**Problem to work on**
Reproduce word for word the lines of the entries below, from the line containing "Where can you spot the thin" through the final line of the entries, with both ends included.

**Record extracts**

+===+

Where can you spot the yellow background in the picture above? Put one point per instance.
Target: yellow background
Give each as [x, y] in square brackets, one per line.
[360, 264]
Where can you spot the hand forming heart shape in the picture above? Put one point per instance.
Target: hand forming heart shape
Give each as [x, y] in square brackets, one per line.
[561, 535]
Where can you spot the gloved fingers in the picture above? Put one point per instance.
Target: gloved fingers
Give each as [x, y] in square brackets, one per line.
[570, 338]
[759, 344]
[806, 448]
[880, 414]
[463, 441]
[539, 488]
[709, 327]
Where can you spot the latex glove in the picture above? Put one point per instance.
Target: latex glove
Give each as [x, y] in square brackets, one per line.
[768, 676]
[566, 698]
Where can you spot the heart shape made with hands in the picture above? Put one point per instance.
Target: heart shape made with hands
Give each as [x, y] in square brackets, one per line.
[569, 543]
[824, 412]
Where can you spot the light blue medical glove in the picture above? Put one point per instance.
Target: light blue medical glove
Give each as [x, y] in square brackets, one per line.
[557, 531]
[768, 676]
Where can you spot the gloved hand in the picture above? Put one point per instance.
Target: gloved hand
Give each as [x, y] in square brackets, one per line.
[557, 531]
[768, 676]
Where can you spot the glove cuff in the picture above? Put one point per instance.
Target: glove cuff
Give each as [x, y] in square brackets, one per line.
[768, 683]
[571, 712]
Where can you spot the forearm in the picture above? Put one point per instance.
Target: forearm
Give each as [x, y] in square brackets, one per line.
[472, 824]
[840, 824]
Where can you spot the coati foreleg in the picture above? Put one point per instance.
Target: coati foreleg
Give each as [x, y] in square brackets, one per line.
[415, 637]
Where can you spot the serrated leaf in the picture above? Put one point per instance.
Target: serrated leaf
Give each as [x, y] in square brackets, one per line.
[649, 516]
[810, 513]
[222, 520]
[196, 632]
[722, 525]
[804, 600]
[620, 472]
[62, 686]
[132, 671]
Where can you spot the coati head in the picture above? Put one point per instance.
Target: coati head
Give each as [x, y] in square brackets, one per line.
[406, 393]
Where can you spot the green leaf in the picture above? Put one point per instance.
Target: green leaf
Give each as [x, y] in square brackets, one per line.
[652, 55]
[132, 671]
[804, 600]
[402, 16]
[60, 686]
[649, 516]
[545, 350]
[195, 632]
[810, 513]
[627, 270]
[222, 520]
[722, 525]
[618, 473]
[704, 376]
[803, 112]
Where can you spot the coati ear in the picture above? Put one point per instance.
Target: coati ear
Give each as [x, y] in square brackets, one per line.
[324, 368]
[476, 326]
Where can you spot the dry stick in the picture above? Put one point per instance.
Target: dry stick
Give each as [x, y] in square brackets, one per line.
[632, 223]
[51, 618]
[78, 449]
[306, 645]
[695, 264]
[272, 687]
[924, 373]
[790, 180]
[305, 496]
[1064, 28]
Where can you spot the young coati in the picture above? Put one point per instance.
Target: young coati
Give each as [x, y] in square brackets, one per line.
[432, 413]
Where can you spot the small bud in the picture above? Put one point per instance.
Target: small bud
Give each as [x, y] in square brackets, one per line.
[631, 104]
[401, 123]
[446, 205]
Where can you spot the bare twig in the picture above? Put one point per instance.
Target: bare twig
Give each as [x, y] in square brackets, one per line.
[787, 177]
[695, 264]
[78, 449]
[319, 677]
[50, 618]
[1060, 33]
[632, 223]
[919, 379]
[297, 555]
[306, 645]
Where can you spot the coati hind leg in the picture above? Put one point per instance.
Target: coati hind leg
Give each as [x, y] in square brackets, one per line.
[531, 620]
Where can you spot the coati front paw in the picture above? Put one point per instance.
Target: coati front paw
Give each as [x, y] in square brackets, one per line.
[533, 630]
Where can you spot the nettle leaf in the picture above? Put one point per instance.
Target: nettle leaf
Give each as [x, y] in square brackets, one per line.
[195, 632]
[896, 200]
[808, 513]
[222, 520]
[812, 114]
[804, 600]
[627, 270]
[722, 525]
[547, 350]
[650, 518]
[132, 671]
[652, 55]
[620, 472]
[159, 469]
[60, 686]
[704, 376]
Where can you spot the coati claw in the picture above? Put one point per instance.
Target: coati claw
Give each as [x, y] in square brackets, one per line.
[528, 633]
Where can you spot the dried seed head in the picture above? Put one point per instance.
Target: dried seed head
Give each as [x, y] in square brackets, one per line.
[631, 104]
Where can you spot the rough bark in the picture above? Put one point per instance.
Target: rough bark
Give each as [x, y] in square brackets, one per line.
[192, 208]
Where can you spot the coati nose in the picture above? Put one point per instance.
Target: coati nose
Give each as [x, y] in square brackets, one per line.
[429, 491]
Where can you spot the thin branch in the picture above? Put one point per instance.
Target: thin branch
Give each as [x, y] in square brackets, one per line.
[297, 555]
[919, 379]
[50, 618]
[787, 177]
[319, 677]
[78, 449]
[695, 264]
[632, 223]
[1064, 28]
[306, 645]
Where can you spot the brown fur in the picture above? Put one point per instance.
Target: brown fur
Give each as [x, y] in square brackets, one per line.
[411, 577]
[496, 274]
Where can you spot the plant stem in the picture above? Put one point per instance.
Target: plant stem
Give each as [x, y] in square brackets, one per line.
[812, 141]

+===+

**Solution to the problem**
Where can you spot the thin branch in the picture above? Put one point per instance.
Target: thin branch
Give each as [x, y] in square brackets, one per line.
[297, 555]
[919, 379]
[50, 618]
[787, 177]
[319, 677]
[78, 449]
[695, 264]
[632, 223]
[1064, 28]
[306, 645]
Where can you spot the brown fur in the picture above? Put one point per instance.
Target: brown fur
Give each as [x, y] in square brackets, one per line.
[411, 577]
[496, 274]
Where can you spot the plant stem in the picture above? Put one point per instance.
Target: plant stem
Give each as [x, y] in square brackets, one per line.
[812, 141]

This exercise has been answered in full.